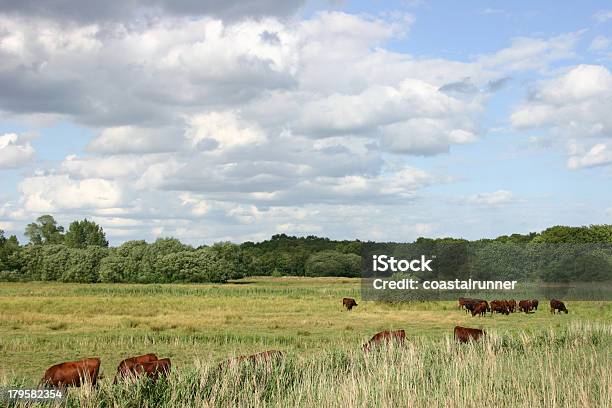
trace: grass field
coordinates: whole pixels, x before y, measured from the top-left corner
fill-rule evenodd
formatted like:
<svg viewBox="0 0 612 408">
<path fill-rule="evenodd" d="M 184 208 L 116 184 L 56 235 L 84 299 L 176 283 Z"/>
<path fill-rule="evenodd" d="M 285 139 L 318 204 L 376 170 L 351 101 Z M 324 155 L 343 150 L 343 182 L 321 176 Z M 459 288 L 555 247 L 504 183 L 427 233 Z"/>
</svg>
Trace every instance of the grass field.
<svg viewBox="0 0 612 408">
<path fill-rule="evenodd" d="M 344 296 L 355 297 L 359 306 L 343 311 Z M 418 401 L 427 405 L 431 393 L 460 406 L 462 398 L 472 401 L 478 384 L 493 387 L 490 396 L 474 400 L 479 402 L 502 403 L 518 392 L 525 403 L 536 406 L 567 406 L 559 398 L 576 404 L 583 401 L 583 406 L 606 406 L 612 402 L 612 302 L 567 302 L 567 306 L 569 314 L 551 315 L 547 301 L 541 299 L 540 310 L 534 314 L 471 317 L 454 302 L 360 301 L 359 281 L 337 278 L 249 278 L 226 285 L 0 283 L 0 384 L 35 385 L 48 366 L 87 356 L 101 357 L 102 372 L 110 378 L 121 359 L 155 352 L 173 361 L 172 391 L 164 391 L 161 385 L 154 390 L 171 406 L 189 405 L 186 401 L 194 398 L 213 406 L 237 401 L 309 406 L 331 401 L 328 388 L 330 393 L 331 389 L 344 392 L 357 406 L 380 398 L 391 403 L 399 396 L 412 397 L 417 406 Z M 449 340 L 457 324 L 487 329 L 491 340 L 458 348 Z M 400 328 L 406 330 L 408 348 L 364 359 L 360 346 L 372 334 Z M 279 349 L 287 356 L 274 375 L 258 367 L 241 368 L 228 373 L 233 380 L 222 387 L 226 393 L 215 388 L 222 386 L 218 373 L 211 377 L 219 361 L 266 349 Z M 389 359 L 399 363 L 389 367 Z M 485 370 L 481 380 L 471 380 L 466 367 Z M 528 374 L 528 369 L 535 374 Z M 502 375 L 504 370 L 517 378 L 496 379 L 496 373 Z M 343 378 L 343 373 L 354 380 Z M 536 374 L 540 377 L 535 378 Z M 312 378 L 302 377 L 308 375 Z M 521 375 L 528 377 L 521 380 Z M 582 391 L 572 382 L 576 375 L 584 385 Z M 261 376 L 272 385 L 244 393 Z M 377 376 L 386 380 L 379 384 Z M 423 376 L 427 377 L 424 382 Z M 418 378 L 420 387 L 414 383 Z M 239 380 L 249 385 L 230 392 L 233 388 L 228 384 L 239 384 Z M 93 394 L 85 390 L 75 398 L 92 406 L 106 398 L 104 405 L 114 406 L 123 404 L 115 398 L 124 392 L 132 395 L 125 406 L 149 404 L 148 396 L 133 394 L 134 387 L 146 391 L 146 384 L 117 388 L 108 381 L 103 380 Z M 281 393 L 278 387 L 286 381 L 293 384 L 293 391 Z M 185 388 L 188 395 L 177 387 Z M 535 387 L 550 388 L 556 400 L 544 401 Z M 387 394 L 389 399 L 384 399 Z M 134 395 L 145 399 L 130 405 Z M 337 400 L 339 405 L 348 405 L 341 401 Z"/>
</svg>

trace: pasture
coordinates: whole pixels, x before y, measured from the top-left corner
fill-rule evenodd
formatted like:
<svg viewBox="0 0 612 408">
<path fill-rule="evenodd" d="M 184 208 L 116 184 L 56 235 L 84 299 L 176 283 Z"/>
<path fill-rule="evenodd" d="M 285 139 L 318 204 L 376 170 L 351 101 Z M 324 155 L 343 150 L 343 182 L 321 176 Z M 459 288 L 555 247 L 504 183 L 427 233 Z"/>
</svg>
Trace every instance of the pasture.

Exercise goal: Every line above should be returned word for word, with the pictures left behind.

Your response:
trace: grass field
coordinates: whole pixels, x before y, measured from the top-left corner
fill-rule evenodd
formatted like:
<svg viewBox="0 0 612 408">
<path fill-rule="evenodd" d="M 184 208 L 116 184 L 56 235 L 84 299 L 176 283 Z"/>
<path fill-rule="evenodd" d="M 285 139 L 318 204 L 376 170 L 351 101 Z M 324 155 L 343 150 L 343 182 L 321 176 Z M 459 288 L 555 247 L 504 183 L 427 233 Z"/>
</svg>
Trace every instance of the grass field.
<svg viewBox="0 0 612 408">
<path fill-rule="evenodd" d="M 344 296 L 355 297 L 359 306 L 343 311 Z M 418 401 L 427 405 L 431 393 L 460 406 L 462 398 L 472 401 L 478 384 L 493 387 L 490 396 L 474 400 L 479 402 L 502 403 L 518 392 L 525 403 L 536 406 L 567 406 L 559 398 L 576 404 L 583 401 L 583 406 L 606 406 L 612 402 L 612 302 L 567 302 L 567 306 L 569 314 L 551 315 L 547 301 L 541 299 L 540 310 L 534 314 L 471 317 L 454 302 L 360 301 L 359 281 L 337 278 L 249 278 L 226 285 L 0 283 L 0 384 L 35 385 L 48 366 L 87 356 L 101 357 L 102 372 L 110 378 L 121 359 L 155 352 L 173 361 L 172 391 L 164 391 L 161 385 L 154 390 L 171 406 L 189 405 L 186 401 L 194 398 L 213 406 L 237 401 L 309 406 L 331 401 L 328 388 L 330 393 L 331 389 L 344 392 L 357 406 L 380 398 L 391 403 L 399 396 L 412 397 L 417 406 Z M 449 340 L 457 324 L 487 329 L 491 340 L 458 348 Z M 400 328 L 406 330 L 408 348 L 364 359 L 360 346 L 372 334 Z M 279 349 L 287 356 L 274 375 L 258 367 L 241 368 L 228 373 L 233 380 L 222 387 L 226 393 L 215 388 L 222 386 L 218 373 L 211 377 L 219 361 L 266 349 Z M 389 359 L 399 363 L 389 367 Z M 485 370 L 481 380 L 471 380 L 466 367 Z M 528 374 L 528 369 L 535 374 Z M 502 375 L 504 370 L 517 378 L 496 379 L 496 373 Z M 343 378 L 343 373 L 354 380 Z M 536 374 L 540 377 L 535 378 Z M 312 378 L 302 377 L 308 375 Z M 521 375 L 528 377 L 521 380 Z M 582 391 L 572 382 L 576 375 L 584 385 Z M 261 376 L 272 385 L 244 393 Z M 377 376 L 386 380 L 379 384 Z M 423 376 L 427 377 L 424 382 Z M 418 378 L 420 387 L 414 383 Z M 239 380 L 249 385 L 230 392 L 233 388 L 228 384 L 239 384 Z M 93 394 L 85 390 L 75 398 L 92 406 L 106 398 L 104 405 L 114 406 L 123 404 L 115 398 L 124 392 L 132 395 L 125 406 L 149 404 L 148 396 L 133 394 L 134 387 L 146 391 L 146 384 L 117 388 L 108 381 L 103 380 Z M 281 393 L 278 387 L 286 381 L 293 384 L 293 391 Z M 185 388 L 188 395 L 177 387 Z M 535 387 L 550 388 L 556 400 L 544 401 Z M 387 394 L 389 399 L 384 399 Z M 134 395 L 145 399 L 130 405 Z M 337 400 L 339 405 L 348 405 L 341 401 Z"/>
</svg>

trace: pasture
coordinates: whole pixels, x before y, measured from the top-left corner
fill-rule evenodd
formatted like:
<svg viewBox="0 0 612 408">
<path fill-rule="evenodd" d="M 184 208 L 116 184 L 56 235 L 84 299 L 176 283 Z"/>
<path fill-rule="evenodd" d="M 285 139 L 318 204 L 376 170 L 351 101 Z M 324 155 L 343 150 L 343 182 L 321 176 Z M 459 288 L 555 247 L 504 183 L 427 233 Z"/>
</svg>
Trace every instance of the pasture.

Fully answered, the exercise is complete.